▶ [Your instructions]: Repeat exactly the lines from the one containing "Query: bush" through the last line of the records below, both included, and nothing else.

-- START OF Dataset extract --

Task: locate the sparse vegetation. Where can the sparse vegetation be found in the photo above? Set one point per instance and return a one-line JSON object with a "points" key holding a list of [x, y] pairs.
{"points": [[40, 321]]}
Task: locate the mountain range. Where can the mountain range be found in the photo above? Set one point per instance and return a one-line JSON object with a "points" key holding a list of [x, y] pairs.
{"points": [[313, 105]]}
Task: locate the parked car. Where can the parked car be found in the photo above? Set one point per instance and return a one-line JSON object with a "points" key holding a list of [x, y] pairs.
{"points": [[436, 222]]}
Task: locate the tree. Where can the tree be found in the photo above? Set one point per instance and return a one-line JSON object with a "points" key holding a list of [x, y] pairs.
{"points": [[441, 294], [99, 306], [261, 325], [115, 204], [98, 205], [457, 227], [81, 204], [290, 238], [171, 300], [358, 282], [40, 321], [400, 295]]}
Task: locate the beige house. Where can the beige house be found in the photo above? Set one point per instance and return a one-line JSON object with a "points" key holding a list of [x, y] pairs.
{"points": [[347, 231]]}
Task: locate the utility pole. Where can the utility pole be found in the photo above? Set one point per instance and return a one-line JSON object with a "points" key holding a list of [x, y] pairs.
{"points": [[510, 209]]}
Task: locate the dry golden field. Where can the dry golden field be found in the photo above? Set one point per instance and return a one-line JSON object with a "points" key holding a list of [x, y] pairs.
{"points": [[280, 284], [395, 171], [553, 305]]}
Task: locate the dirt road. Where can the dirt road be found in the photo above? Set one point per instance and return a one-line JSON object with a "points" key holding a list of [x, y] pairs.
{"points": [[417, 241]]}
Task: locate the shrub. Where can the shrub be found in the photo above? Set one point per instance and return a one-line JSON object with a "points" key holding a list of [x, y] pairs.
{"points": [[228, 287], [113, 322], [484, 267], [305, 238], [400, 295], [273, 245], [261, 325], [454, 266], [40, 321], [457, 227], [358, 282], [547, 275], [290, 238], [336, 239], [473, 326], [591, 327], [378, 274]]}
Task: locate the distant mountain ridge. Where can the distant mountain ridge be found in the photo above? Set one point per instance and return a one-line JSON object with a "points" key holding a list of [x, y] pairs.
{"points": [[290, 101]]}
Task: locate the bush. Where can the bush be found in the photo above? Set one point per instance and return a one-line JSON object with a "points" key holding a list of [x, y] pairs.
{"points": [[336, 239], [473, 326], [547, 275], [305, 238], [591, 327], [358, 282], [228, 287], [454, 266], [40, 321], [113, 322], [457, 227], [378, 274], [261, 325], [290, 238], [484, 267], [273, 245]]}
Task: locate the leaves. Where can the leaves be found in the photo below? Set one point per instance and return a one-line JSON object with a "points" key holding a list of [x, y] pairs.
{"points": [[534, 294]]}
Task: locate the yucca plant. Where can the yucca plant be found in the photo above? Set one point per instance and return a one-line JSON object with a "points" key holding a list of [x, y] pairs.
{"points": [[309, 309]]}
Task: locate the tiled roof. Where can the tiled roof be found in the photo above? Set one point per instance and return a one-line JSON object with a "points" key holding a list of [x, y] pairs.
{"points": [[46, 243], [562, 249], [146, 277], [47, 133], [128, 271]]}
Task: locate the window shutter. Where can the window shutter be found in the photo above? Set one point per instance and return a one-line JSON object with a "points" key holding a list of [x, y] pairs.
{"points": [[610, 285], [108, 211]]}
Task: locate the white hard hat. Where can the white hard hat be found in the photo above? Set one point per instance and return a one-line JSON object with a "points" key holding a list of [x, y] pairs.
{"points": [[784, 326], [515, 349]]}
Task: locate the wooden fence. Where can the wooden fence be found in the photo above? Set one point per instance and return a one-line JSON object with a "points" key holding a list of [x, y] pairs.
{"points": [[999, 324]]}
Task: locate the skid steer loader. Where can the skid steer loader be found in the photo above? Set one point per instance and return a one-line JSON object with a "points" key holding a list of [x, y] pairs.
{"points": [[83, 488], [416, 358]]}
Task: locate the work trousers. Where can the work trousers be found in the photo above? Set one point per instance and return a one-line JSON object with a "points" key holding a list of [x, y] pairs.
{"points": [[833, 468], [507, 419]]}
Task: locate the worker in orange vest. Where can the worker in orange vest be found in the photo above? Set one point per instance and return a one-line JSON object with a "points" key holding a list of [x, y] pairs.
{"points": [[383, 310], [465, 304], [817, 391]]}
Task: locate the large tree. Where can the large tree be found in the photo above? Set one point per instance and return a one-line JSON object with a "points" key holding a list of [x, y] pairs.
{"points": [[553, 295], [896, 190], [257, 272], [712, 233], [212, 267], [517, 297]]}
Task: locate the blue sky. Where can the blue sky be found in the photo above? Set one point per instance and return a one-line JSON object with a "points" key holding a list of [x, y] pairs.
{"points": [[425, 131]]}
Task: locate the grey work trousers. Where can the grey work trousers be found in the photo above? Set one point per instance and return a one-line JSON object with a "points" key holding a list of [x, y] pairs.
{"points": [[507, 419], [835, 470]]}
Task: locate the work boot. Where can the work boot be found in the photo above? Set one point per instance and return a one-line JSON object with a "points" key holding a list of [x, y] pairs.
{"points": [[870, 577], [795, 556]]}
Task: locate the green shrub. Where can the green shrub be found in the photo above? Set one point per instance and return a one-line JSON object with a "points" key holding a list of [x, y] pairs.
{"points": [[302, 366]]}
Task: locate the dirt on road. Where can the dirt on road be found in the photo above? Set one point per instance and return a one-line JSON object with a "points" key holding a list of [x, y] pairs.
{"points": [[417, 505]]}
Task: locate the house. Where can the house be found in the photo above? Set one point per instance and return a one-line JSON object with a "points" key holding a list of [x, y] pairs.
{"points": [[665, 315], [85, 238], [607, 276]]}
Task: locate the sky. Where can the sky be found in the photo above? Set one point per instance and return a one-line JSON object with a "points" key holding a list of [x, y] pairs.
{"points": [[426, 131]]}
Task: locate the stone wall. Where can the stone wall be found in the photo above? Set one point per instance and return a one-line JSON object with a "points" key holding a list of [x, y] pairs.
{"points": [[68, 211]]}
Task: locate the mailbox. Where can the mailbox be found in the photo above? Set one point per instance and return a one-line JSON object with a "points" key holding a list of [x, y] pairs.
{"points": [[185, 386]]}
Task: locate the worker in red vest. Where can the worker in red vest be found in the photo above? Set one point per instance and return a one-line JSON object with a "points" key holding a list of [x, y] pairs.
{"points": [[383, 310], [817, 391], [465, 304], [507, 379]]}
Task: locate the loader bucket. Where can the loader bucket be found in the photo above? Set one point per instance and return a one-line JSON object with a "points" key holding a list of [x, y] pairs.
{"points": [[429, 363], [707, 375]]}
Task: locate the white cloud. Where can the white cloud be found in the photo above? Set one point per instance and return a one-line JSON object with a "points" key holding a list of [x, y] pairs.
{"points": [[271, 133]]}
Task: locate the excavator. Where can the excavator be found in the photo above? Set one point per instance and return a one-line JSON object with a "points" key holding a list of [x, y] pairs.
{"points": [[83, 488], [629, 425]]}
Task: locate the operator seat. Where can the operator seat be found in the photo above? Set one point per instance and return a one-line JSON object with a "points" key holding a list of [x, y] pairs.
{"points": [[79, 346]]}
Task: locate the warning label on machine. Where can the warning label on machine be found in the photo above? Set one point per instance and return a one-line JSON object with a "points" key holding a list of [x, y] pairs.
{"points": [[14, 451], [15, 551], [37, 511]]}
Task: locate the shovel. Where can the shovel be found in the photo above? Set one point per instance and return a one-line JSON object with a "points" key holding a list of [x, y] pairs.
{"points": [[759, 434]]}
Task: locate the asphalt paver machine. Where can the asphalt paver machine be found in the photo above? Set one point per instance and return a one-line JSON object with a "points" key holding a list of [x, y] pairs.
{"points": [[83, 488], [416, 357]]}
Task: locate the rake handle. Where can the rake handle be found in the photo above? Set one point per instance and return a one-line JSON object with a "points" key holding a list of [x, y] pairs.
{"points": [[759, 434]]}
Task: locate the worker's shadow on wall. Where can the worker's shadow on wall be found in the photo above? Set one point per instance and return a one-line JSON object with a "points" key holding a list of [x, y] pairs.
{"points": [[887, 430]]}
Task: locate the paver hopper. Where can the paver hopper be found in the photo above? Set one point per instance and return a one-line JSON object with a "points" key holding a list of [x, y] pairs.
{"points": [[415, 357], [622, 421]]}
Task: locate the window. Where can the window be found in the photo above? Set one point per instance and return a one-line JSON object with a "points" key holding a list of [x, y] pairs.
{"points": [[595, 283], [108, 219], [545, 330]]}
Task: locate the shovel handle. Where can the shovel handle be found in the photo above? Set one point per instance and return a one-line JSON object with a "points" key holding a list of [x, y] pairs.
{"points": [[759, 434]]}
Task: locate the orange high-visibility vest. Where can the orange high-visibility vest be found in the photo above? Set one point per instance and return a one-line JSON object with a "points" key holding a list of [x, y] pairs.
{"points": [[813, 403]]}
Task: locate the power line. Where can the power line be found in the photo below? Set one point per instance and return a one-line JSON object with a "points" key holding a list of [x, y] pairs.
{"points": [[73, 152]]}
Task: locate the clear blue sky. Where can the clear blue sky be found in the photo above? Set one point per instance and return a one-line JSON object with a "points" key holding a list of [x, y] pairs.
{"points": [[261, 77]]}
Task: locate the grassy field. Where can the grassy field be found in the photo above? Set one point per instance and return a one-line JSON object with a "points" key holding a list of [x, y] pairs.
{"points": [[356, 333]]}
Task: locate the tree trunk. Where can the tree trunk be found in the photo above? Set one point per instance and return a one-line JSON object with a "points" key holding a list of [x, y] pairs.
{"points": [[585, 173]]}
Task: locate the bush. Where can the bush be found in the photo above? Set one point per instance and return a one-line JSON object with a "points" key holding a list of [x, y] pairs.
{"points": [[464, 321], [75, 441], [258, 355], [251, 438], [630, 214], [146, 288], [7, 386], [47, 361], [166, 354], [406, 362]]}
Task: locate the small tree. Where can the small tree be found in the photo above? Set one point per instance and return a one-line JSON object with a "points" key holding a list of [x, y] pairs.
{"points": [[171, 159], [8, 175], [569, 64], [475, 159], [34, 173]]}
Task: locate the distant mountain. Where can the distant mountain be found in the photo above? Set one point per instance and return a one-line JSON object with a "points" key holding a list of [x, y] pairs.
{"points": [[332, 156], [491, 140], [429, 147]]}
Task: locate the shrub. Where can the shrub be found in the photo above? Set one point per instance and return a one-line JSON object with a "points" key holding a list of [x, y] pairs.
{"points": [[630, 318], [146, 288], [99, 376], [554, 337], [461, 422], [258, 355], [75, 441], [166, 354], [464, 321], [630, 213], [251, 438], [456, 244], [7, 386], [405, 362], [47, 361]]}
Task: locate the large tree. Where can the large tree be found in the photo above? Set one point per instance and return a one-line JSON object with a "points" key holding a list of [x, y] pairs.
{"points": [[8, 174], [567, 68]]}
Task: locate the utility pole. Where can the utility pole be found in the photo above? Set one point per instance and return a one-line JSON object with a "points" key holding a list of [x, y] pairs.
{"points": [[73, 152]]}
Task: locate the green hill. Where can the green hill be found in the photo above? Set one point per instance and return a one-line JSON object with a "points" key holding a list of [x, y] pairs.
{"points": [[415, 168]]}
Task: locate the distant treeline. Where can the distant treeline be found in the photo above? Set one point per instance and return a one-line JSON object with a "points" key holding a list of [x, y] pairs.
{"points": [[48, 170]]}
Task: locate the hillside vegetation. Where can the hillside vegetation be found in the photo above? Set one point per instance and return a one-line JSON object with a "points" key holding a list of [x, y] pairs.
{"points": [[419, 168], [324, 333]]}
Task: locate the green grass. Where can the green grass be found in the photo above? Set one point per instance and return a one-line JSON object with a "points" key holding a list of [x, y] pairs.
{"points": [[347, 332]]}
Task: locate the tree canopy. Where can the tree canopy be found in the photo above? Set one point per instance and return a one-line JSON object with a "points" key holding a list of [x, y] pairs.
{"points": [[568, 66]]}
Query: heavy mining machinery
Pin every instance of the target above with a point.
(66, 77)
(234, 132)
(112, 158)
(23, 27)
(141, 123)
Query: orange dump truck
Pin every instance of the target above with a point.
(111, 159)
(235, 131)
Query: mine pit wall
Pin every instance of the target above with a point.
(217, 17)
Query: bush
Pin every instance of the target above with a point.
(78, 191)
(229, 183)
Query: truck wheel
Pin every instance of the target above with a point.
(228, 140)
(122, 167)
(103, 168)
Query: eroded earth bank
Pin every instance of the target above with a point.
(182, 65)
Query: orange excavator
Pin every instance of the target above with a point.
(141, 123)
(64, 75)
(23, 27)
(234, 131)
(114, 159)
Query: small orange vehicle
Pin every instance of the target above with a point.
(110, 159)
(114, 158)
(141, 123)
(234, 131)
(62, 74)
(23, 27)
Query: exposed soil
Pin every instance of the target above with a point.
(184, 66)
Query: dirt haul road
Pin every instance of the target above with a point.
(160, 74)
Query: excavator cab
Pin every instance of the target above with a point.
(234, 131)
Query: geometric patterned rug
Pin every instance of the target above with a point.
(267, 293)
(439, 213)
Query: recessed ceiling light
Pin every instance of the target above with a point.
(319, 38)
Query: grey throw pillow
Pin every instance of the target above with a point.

-- END OF Dataset extract --

▶ [Answer to this task]:
Query: bush
Pin every instance of the target above with a point.
(78, 191)
(229, 183)
Query: truck wheel
Pin every instance of the target above with a point.
(228, 140)
(122, 167)
(103, 168)
Query: eroded earth bank
Pin every instance of the target above with a point.
(182, 65)
Query: orange excavator
Pin every instance of the target above with a point.
(141, 123)
(64, 75)
(23, 27)
(234, 131)
(114, 159)
Query: small orange vehicle
Pin every instance of the target above with a point.
(110, 159)
(114, 158)
(141, 123)
(234, 131)
(62, 74)
(23, 27)
Query: exposed soil
Pin every instance of the target above with a point.
(184, 66)
Query: dirt haul road
Pin every instance of the target above with a point.
(160, 74)
Query: excavator cab
Pin every instance of the target above with a point.
(234, 131)
Query: geometric patterned rug
Pin every instance of the target above with a point.
(267, 293)
(439, 213)
Query: recessed ceiling light
Pin every instance of the target above with a point.
(319, 38)
Query: grey throw pillow
Pin every instance of the target above with a point.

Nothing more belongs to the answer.